== Task prompt ==
An exact copy of every entry is needed here; the images stay out.

== Dataset ==
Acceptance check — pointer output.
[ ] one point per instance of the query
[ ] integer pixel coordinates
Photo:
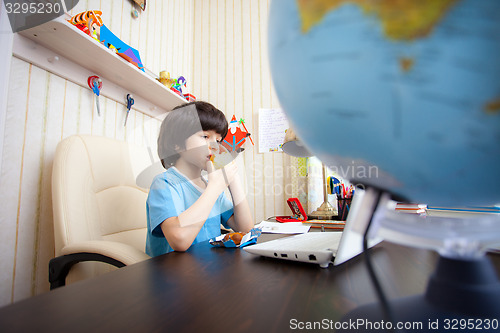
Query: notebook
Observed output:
(323, 248)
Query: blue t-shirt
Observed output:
(170, 194)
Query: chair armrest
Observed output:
(119, 251)
(113, 253)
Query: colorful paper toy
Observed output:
(189, 97)
(123, 50)
(89, 22)
(235, 137)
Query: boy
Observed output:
(182, 207)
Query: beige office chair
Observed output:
(99, 211)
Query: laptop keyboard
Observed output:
(306, 242)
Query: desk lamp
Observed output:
(294, 147)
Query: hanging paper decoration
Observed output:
(236, 137)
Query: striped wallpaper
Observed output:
(220, 46)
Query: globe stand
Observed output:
(459, 290)
(464, 288)
(325, 211)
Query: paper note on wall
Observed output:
(272, 127)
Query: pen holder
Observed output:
(343, 208)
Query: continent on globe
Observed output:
(493, 106)
(401, 20)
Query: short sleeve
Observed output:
(164, 201)
(226, 209)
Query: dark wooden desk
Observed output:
(212, 289)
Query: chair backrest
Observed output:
(94, 191)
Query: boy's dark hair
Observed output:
(182, 122)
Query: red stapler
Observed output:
(299, 215)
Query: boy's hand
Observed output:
(220, 179)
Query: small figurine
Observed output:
(179, 83)
(165, 79)
(122, 49)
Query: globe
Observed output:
(399, 95)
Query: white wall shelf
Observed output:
(61, 48)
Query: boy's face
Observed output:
(199, 147)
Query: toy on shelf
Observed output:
(236, 137)
(189, 97)
(95, 83)
(130, 102)
(141, 3)
(165, 79)
(89, 22)
(180, 88)
(179, 83)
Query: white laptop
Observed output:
(324, 248)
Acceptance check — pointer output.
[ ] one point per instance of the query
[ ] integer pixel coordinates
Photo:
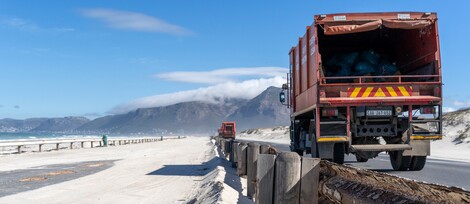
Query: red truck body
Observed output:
(322, 102)
(228, 130)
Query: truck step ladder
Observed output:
(379, 147)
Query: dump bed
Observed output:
(366, 59)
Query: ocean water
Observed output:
(40, 136)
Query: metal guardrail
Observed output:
(111, 141)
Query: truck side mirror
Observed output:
(285, 87)
(282, 97)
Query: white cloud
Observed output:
(448, 109)
(213, 94)
(134, 21)
(461, 103)
(20, 24)
(223, 75)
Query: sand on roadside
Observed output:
(158, 172)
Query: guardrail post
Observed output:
(234, 153)
(265, 179)
(222, 146)
(264, 149)
(231, 151)
(287, 181)
(227, 146)
(310, 174)
(241, 163)
(252, 159)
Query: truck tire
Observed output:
(398, 161)
(361, 159)
(299, 152)
(314, 147)
(338, 153)
(417, 163)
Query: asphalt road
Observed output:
(443, 172)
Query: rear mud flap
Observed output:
(419, 148)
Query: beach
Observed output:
(168, 171)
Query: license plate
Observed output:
(379, 112)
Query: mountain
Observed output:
(188, 117)
(263, 111)
(457, 126)
(63, 125)
(196, 117)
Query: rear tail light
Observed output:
(427, 110)
(329, 112)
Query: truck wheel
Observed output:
(300, 152)
(314, 148)
(398, 161)
(338, 153)
(361, 159)
(417, 163)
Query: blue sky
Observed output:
(93, 58)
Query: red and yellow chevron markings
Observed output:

== Task response ==
Acceptance check — pointer output.
[ ] one point per instance of the query
[ ] integer pixel coordinates
Photo:
Query: notebook
Observed output:
(323, 248)
Query: blue t-shirt
Observed output:
(170, 194)
Query: chair armrest
Observed output:
(119, 251)
(113, 253)
Query: colorful paper toy
Observed output:
(189, 97)
(123, 50)
(89, 22)
(235, 137)
Query: boy
Observed output:
(182, 207)
Query: beige office chair
Observed output:
(99, 211)
Query: laptop keyboard
Observed output:
(306, 242)
Query: desk lamp
Observed output:
(294, 147)
Query: hanging paper decoration
Observed output:
(236, 137)
Query: striped wallpaper
Observed output:
(220, 46)
Query: globe stand
Observed output:
(459, 290)
(464, 288)
(325, 211)
Query: paper note on wall
Observed output:
(272, 127)
Query: pen holder
Observed output:
(343, 208)
Query: continent on globe
Observed output:
(493, 106)
(401, 20)
Query: short sleeve
Observed output:
(164, 201)
(226, 209)
Query: dark wooden desk
Observed output:
(212, 289)
Query: chair backrest
Observed output:
(94, 191)
Query: boy's dark hair
Observed output:
(182, 122)
Query: red stapler
Observed output:
(299, 215)
Query: boy's hand
Observed output:
(220, 179)
Query: small figurine
Observed output:
(179, 83)
(165, 79)
(122, 49)
Query: globe
Observed output:
(399, 95)
Query: white wall shelf
Observed output:
(61, 48)
Query: boy's face
Observed output:
(199, 147)
Query: toy on shelf
Observed output:
(236, 137)
(189, 97)
(95, 83)
(130, 102)
(141, 3)
(165, 79)
(89, 22)
(180, 88)
(179, 83)
Query: white laptop
Observed output:
(324, 248)
Acceptance check — pointer output.
[ ] one point per instance of the query
[ ] integer pixel coordinates
Photo:
Query: red truck body
Observed output:
(322, 102)
(228, 130)
Query: truck step ladder
Observed output:
(379, 147)
Query: dump bed
Observed output:
(366, 59)
Query: ocean water
Observed output:
(40, 136)
Query: metal guardrail
Observed output:
(111, 141)
Query: truck side mirror
Observed output:
(285, 87)
(282, 97)
Query: white cloud
Observed output:
(448, 109)
(213, 94)
(134, 21)
(461, 103)
(20, 24)
(223, 75)
Query: sand on roadside
Observed output:
(158, 172)
Query: guardrail post
Observed output:
(234, 153)
(265, 179)
(222, 146)
(264, 149)
(231, 151)
(287, 181)
(227, 146)
(310, 174)
(241, 163)
(252, 159)
Query: truck tire
Observed output:
(398, 161)
(361, 159)
(299, 152)
(314, 147)
(338, 153)
(417, 163)
Query: asphalt road
Observed output:
(443, 172)
Query: rear mud flap
Observed output:
(419, 148)
Query: beach
Observed output:
(168, 171)
Query: license plate
Observed output:
(379, 112)
Query: mountain
Observed output:
(188, 117)
(263, 111)
(457, 126)
(63, 125)
(196, 117)
Query: rear tail light
Observed output:
(427, 110)
(329, 112)
Query: truck wheel
Observed output:
(300, 152)
(314, 148)
(398, 161)
(338, 153)
(361, 159)
(417, 163)
Query: blue sky
Observed output:
(93, 58)
Query: red and yellow chevron markings
Observed output:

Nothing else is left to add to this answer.